» **Page excerpt**:
▬▬▬

Speaking bluntly in the past three weeks, Israeli Prime Minister Bibi Netanyahu has unequivocally ruled out a two-state solution to the Israeli-Palestinian conflict. In a speech at Tel Aviv University on June 29, Netanyahu announced that any peace agreement would include Israeli military control of the West Bank “for a very long time.” Netanyahu repeated himself on July 11, saying at a Hebrew language press conference, “There cannot be a situation, under any agreement, in which we relinquish security control of the territory west of the River Jordan.”

Uttered in the midst of war, couched in the language of national security, Netanyahu’s statement seems to promise less violence. But its unequivocal implications –that Palestinians will never enjoy sovereignty– threatens to undermine a decade of non-violent Palestinian politics in the West Bank.

To understand the danger of Netanyahu’s dismissal of the two-state solution, consider that even before the three Israeli teenagers kidnapped and killed last month were confirmed dead, Israel Defense Forces Spokesman Lt. Colonel Peter Lerner described the kidnapping as “the most substantial terrorist attack in Judea and Samaria [the West Bank] in recent years.” As tragic and unacceptable as the kidnapping is, its status as the most severe incident of Palestinian violence indicates how earnestly Palestinian political leaders and the general public have embraced non-violence, even in the face of a grinding military occupation now in its fifth decade.

For many observers, Palestinian nationalism is synonymous with terrorism. Writing in Haaretz this month, senior fellow and director of the Forum on Law, Culture & Society at NYU Law, Thane Rosenbaum, defined Palestinians by “airline hijackings, Black September’s Munich massacre, Fedayeen night raids on Israeli villages, letter bombs detonating at Israeli embassies, [and] explosions on commuter buses.”

This may be an indisputable tally of the worst incidents of Palestinian violence. It is not an accurate portrayal of Palestinian politics in the West Bank over the past decade. While the Second Intifada of 2000-04 cost the lives of 764 Israeli civilians, the avowedly non-violent Mahmoud Abbas has worked closely with Israeli security forces to combat Palestinian terrorism since he became President of the Palestinian Authority in 2004. Marginalized militant factions have succeeded in killing only 35 Israeli civilians in the West Bank in the past eight years. [Suffering should never be subject to comparative study, but 1,099 Palestinian civilians died during the Second Intifada, and 179 Palestinian civilians have been killed by Israeli security forces in the West Bank since 2009].

For those who define Palestinians by unrepresentative acts of violence, it is easy to overlook that in the past decade, West Bank Palestinians decidedly ended armed struggle to support the Fatah Party’s strategy of achieving statehood through U.S.-led negotiations and U.N. diplomacy. Without appreciating the tremendous vulnerability this strategy has entailed for both Palestinian political leaders and the general public, it is impossible to understand the danger to peace and stability implied by Netanyahu’s dismissal of Palestinian hopes for sovereignty.

▬▬▬

» **Available records**:
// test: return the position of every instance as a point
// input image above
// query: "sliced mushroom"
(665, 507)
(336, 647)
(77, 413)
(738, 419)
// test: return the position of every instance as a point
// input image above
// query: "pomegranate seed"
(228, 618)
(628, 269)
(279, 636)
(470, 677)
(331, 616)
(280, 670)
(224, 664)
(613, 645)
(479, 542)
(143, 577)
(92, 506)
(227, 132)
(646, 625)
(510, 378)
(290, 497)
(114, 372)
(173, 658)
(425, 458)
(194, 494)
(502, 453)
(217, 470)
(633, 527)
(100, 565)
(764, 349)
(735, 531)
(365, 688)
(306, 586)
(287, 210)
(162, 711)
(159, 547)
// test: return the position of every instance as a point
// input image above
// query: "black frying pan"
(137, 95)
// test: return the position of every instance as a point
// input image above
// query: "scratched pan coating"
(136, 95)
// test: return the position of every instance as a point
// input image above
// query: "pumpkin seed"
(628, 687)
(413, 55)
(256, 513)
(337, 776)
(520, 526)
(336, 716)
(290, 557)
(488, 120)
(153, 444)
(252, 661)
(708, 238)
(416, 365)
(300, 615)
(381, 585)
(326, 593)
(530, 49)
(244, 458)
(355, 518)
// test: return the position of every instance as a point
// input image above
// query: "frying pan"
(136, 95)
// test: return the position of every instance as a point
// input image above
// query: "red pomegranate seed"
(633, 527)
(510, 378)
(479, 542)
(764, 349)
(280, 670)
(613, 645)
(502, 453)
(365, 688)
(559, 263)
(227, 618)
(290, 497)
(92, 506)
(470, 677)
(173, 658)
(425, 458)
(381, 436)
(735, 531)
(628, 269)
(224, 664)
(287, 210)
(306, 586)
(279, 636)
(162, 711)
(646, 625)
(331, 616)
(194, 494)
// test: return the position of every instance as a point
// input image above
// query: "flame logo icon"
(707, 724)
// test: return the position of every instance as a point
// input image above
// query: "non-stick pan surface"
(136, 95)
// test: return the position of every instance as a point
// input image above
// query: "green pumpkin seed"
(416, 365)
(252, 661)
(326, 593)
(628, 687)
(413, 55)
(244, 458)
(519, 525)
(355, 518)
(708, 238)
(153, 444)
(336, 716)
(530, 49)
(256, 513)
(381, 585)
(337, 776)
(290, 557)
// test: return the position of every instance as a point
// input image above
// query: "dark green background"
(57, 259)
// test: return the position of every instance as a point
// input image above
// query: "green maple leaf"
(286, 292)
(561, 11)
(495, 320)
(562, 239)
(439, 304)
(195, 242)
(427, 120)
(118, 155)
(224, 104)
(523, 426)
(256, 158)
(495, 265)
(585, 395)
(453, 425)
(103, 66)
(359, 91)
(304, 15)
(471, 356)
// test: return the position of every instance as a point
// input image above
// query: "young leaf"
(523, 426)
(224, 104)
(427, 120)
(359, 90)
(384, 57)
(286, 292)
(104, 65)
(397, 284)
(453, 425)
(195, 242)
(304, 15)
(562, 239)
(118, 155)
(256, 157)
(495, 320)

▬▬▬

» **Aim 1**:
Collect every line of the listing that contains the string "leaf", matching case exactly.
» **Aim 2**:
Supply the passage that follows the last sentence of the Netanyahu article.
The Netanyahu article and the listing come from unrelated sources.

» **Task response 1**:
// query: "green maple leaf"
// query: "young leaf"

» **Task response 2**:
Post-Second Intifada Palestinian politics began in 2004 when Abbas secured the PA Presidency with his unique combination of the street credibility of a founding member of the Palestinian Liberation Organization, and the vision of an experienced negotiator and aspiring peacemaker. Campaigning in a suit –instead of the military uniform of Yasser Arafat– Abbas promised to implement George W. Bush’s Roadmap to Peace, which called for the Palestinian Authority to police militants in exchange for an Israeli end to settlement construction.

Abbas’ decade of leadership has been defined by a classic peacemaker’s dilemma: how to work with Israel to combat extremism, while not losing credibility with a Palestinian public that is itself the frequent victim of unpunished Israeli violence. Abbas’ gamble has been that he could walk this tightrope long enough to secure a peace deal. Between 2006 and 2008, Abbas met with then Israeli Prime Minister Ehud Olmert thirty-six times, ultimately crafting the outline of a comprehensive agreement on borders, the status of Jerusalem, and the right of return.

A Palestinian man sits near Israel’s controversial separation barrier dividing the Palestinian neighbourhood of Al-Tur in the Israeli annexed East Jerusalem with the West Bank. (Thomas Coex/AFP/Getty Images)

When negotiations broke down with Netanyahu in 2009 after corruption charges pushed Olmert from office, and again in 2010 after Netanyahu defied the Obama administration’s request to cease settlement construction, Abbas took his diplomatic strategy to the United Nations by launching the Palestine 194 Campaign for non-member observer state status.

It has not only been elite educated Palestinians in Ramallah who pursued non-violent strategies in the past decade. In communities throughout the West Bank, Palestinians have taken to peaceful demonstrations against military rule. In Bil’in, Palestinians have marched every Friday since February 2005 in defiance of the expropriation of half of the community’s farmland by the neighboring Modiin Illit settlement. In Nabi Saleh, weekly marches have protested a similar expropriation of land, and the denial of basic civil rights by military rule. Other methods of Palestinian non-violent activism have included barricading roads on which Palestinians are not permitted to drive, mass prayer events, and hunger strikes.

Because Israeli Military Executive Order 101 outlaws political demonstrations of more than ten Palestinians in the West Bank, these (mostly) peaceful demonstrations have become acts of civil disobedience. The Israeli Defense Forces shut down these and the many other similar protests across the West Bank each week with an occasionally lethal, always precarious, combination of tear gas, rubber-coated bullets, water cannon-fired ‘skunk’ liquid, and –sometimes– live fire.

Israel’s right-wing governing coalition has been put in a difficult political position by the insistence on non-violent strategies of both the Palestinian political leadership and the general public. As one senior Israeli military official told an American counterpart in 2011: “We don’t do Gandhi very well.” Indeed, video footage of IDF violence against unarmed Palestinian civilians has become common online, and IDF public statements and internal communications have confirmed policies of violent collective punishment and targeting of peaceful demonstrators.

Israeli’s draconian reaction to Palestinian use of international institutions to achieve statehood illustrates the depth of its perceived vulnerability to non-violent tactics. In 2012, Israeli Foreign Minister Avigdor Leiberman referred to the Palestine 194 Campaign as “diplomatic terrorism.” Israel has also threatened to withhold the tax funds it collects on the Palestinian Authority’s behalf if it seeks standing at the International Criminal Court.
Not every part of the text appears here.